--- START Data excerpts ---
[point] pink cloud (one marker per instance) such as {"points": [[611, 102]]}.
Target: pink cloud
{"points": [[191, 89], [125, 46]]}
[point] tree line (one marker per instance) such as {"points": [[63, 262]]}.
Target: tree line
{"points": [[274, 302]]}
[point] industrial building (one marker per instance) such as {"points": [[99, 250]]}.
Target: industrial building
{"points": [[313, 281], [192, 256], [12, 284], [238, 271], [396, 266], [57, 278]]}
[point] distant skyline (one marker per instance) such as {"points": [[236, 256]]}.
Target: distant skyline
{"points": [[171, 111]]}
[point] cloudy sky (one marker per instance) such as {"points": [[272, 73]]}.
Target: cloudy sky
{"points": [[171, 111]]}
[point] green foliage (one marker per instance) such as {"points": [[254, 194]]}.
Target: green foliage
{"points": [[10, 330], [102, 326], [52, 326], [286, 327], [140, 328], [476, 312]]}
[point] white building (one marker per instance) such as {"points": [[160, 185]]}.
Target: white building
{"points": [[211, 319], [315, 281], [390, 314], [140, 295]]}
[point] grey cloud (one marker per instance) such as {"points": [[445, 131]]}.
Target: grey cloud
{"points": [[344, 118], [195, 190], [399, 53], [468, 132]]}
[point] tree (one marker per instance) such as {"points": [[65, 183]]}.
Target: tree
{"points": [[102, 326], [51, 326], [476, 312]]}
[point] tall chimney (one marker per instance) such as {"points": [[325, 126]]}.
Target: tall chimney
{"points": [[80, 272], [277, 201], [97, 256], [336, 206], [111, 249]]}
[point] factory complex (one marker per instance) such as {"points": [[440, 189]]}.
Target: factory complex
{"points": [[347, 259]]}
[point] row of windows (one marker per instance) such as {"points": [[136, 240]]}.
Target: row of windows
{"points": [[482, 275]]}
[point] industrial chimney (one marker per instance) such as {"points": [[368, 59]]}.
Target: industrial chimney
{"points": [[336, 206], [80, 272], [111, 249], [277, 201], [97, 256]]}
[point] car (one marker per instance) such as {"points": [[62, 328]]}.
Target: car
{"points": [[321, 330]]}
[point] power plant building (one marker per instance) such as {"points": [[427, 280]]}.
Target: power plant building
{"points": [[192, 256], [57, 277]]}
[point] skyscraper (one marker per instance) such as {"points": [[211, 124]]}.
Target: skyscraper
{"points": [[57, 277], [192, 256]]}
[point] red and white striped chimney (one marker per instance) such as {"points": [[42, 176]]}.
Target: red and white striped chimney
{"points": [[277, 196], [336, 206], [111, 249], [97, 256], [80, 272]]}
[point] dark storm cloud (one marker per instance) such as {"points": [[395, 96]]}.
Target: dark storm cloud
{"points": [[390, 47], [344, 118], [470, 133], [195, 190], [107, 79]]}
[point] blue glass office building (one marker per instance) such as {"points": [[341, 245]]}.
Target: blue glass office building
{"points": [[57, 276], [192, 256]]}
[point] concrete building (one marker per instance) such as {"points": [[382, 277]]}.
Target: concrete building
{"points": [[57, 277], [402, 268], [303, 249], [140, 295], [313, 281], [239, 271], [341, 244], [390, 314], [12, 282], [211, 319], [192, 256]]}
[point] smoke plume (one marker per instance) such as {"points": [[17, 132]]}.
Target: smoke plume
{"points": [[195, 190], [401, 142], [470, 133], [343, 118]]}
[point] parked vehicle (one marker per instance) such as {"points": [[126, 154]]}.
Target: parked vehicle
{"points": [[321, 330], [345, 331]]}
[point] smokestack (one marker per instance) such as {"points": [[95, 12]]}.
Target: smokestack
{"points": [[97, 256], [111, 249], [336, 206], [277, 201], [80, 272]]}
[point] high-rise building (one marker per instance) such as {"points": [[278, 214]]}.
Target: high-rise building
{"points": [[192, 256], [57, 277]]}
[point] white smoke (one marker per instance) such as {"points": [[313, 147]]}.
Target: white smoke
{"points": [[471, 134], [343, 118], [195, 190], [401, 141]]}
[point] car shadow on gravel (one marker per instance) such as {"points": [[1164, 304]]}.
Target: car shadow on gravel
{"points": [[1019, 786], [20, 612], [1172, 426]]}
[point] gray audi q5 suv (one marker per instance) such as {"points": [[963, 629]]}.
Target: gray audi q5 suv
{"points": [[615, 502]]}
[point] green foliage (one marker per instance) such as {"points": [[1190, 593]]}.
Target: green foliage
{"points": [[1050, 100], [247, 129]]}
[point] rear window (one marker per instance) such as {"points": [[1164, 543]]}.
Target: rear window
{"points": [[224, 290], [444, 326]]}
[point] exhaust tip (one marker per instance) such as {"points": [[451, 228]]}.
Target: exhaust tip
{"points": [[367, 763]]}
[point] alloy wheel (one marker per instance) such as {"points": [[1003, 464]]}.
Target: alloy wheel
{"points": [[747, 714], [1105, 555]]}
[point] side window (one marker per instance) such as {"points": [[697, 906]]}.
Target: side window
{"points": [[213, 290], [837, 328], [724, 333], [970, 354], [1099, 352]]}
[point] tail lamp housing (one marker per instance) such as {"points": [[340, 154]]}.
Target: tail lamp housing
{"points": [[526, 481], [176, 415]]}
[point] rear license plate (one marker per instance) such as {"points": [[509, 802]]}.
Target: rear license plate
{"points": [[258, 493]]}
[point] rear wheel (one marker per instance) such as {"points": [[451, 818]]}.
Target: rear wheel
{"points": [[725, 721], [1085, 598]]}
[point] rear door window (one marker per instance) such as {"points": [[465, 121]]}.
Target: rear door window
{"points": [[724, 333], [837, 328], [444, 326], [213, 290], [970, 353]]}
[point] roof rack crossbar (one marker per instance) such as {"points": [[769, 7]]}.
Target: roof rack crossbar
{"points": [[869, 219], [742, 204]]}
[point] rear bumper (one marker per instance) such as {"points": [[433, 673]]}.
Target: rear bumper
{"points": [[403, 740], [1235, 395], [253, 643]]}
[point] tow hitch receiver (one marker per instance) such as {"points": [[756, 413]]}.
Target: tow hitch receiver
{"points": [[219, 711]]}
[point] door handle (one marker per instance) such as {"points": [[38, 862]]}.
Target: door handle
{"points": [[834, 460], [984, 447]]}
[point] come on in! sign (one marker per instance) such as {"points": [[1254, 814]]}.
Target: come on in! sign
--- END Data excerpts ---
Copy out each record, keeping every word as it is.

_Task response:_
[point] pink cloud (one marker per instance) such as {"points": [[611, 102]]}.
Target: pink cloud
{"points": [[191, 89], [125, 46]]}
[point] tree line (one marker per instance) such as {"points": [[63, 262]]}.
Target: tree line
{"points": [[274, 302]]}
[point] industrial building (one marker per instance) such as {"points": [[99, 250]]}.
Target: industrial building
{"points": [[313, 281], [192, 256], [12, 284], [238, 271], [396, 266], [57, 278]]}
[point] distant skyline (one marker per instance) such as {"points": [[236, 256]]}.
Target: distant skyline
{"points": [[171, 111]]}
[point] cloudy sky (one marker per instance) such as {"points": [[272, 73]]}.
Target: cloudy sky
{"points": [[171, 111]]}
[point] green foliage (one marker per instance) such as {"points": [[254, 194]]}.
Target: green foliage
{"points": [[10, 330], [102, 326], [52, 326], [286, 327], [140, 328], [476, 312]]}
[point] white building (one marker per instance) such as {"points": [[160, 185]]}.
Target: white building
{"points": [[211, 319], [315, 281], [390, 314], [140, 295]]}
[point] grey cloud (one marker per instance) such as {"points": [[445, 131]]}.
Target: grey cloud
{"points": [[344, 118], [195, 190], [399, 53], [468, 132]]}
[point] tree (one marker per instance) such as {"points": [[65, 183]]}.
Target: tree
{"points": [[102, 326], [51, 326], [476, 312]]}
[point] tall chimney (one marker per instance) such as {"points": [[325, 126]]}.
Target: tall chimney
{"points": [[80, 272], [277, 201], [97, 256], [336, 206], [111, 249]]}
[point] factory complex (one marker per instance) such as {"points": [[440, 189]]}.
Target: factory complex
{"points": [[347, 259]]}
[point] row of windows (one marker per instance) such as {"points": [[136, 240]]}.
Target: row of windows
{"points": [[482, 275]]}
[point] industrial chimney (one marker per instance) such as {"points": [[368, 59]]}.
Target: industrial chimney
{"points": [[336, 206], [80, 272], [111, 249], [277, 201], [97, 256]]}
[point] car (one marker per instance) such as {"points": [[62, 328]]}.
Target: car
{"points": [[321, 330]]}
[point] power plant building (one marker per instance) such as {"points": [[427, 280]]}.
Target: power plant building
{"points": [[192, 256], [57, 277]]}
[point] skyscraper (one marker per instance) such as {"points": [[211, 124]]}.
Target: skyscraper
{"points": [[57, 277], [192, 256]]}
[point] red and white striped chimney (one marker per instance) such as {"points": [[42, 176]]}.
Target: red and white striped chimney
{"points": [[277, 196], [336, 206], [111, 249], [97, 256], [80, 272]]}
[point] dark storm cloud (one marker per instance) such as {"points": [[395, 96]]}.
Target: dark storm cloud
{"points": [[390, 47], [344, 118], [470, 133], [195, 190], [107, 79]]}
[point] blue glass office building (one marker per instance) such as {"points": [[341, 245]]}.
Target: blue glass office building
{"points": [[57, 276], [192, 256]]}
[point] concrete building (one marker per instance) such as {"points": [[382, 277]]}.
Target: concrete building
{"points": [[57, 277], [402, 268], [303, 249], [140, 295], [313, 281], [239, 271], [341, 244], [390, 314], [12, 282], [211, 319], [192, 256]]}
[point] smoke plume (one marker per instance) such as {"points": [[17, 132]]}.
Target: smoke plume
{"points": [[195, 190], [401, 142], [470, 133], [343, 118]]}
[point] parked vehicle (one marker per instance) such as {"points": [[126, 154]]}.
Target: parked vehicle
{"points": [[321, 330], [345, 331]]}
[point] smokestack (one marker per instance) such as {"points": [[95, 12]]}.
Target: smokestack
{"points": [[97, 256], [111, 249], [336, 206], [277, 201], [80, 272]]}
[point] high-rise building (one marker per instance) such as {"points": [[278, 214]]}.
Target: high-rise building
{"points": [[192, 256], [57, 277]]}
[point] white smoke (one marker per instance) such as {"points": [[313, 147]]}.
Target: white smoke
{"points": [[471, 134], [343, 118], [195, 190], [401, 141]]}
[point] car shadow on gravel (one marker per instance) such as {"points": [[1164, 304]]}.
Target: car shadow on gravel
{"points": [[1019, 786], [20, 612], [1172, 426]]}
[point] gray audi q5 suv (one marker per instance) such as {"points": [[963, 629]]}.
Target: gray audi q5 suv
{"points": [[615, 502]]}
[point] green foliage (one marker per instance) such as {"points": [[1190, 593]]}.
Target: green foliage
{"points": [[1050, 100], [247, 129]]}
[point] rear window (one marker per instance) such as {"points": [[1164, 543]]}.
Target: rear window
{"points": [[224, 290], [444, 326]]}
[point] exhaust tip (one marker per instance) such as {"points": [[451, 228]]}.
Target: exhaust tip
{"points": [[367, 763]]}
[point] alloy wheel (one marker per instance) such as {"points": [[1003, 464]]}.
Target: alloy wheel
{"points": [[747, 714], [1105, 555]]}
[point] side window (one marker per instance) such as {"points": [[697, 906]]}.
Target: side window
{"points": [[213, 290], [837, 328], [724, 333], [970, 354], [1099, 352]]}
[point] tail lamp housing (one marker per instance) such as {"points": [[340, 154]]}.
Target: tail lamp housing
{"points": [[526, 481], [176, 415]]}
[point] rear license plate (one marker per instance) such as {"points": [[509, 802]]}.
Target: rear license plate
{"points": [[258, 493]]}
[point] rear wheel (one marker per instance) such as {"points": [[451, 818]]}.
Target: rear wheel
{"points": [[725, 721], [1085, 598]]}
[point] rear door window (one marker per instance) such as {"points": [[465, 121]]}.
Target: rear door window
{"points": [[724, 333], [837, 328], [444, 326], [213, 290], [970, 353]]}
[point] roof rack crossbar (one marker per instance) such as {"points": [[769, 7]]}.
Target: roof rack crossbar
{"points": [[869, 219], [742, 204]]}
[point] rear bumper (one marker per instance) such as {"points": [[433, 673]]}.
Target: rear bumper
{"points": [[403, 740], [1235, 395], [253, 643]]}
[point] tow hitch receiver (one marker per instance) such as {"points": [[756, 413]]}.
Target: tow hitch receiver
{"points": [[219, 711]]}
[point] door handle (one marker per instance) such as {"points": [[38, 862]]}.
Target: door handle
{"points": [[834, 460], [984, 447]]}
[point] come on in! sign (one marker per instance) such as {"points": [[1254, 814]]}.
Target: come on in! sign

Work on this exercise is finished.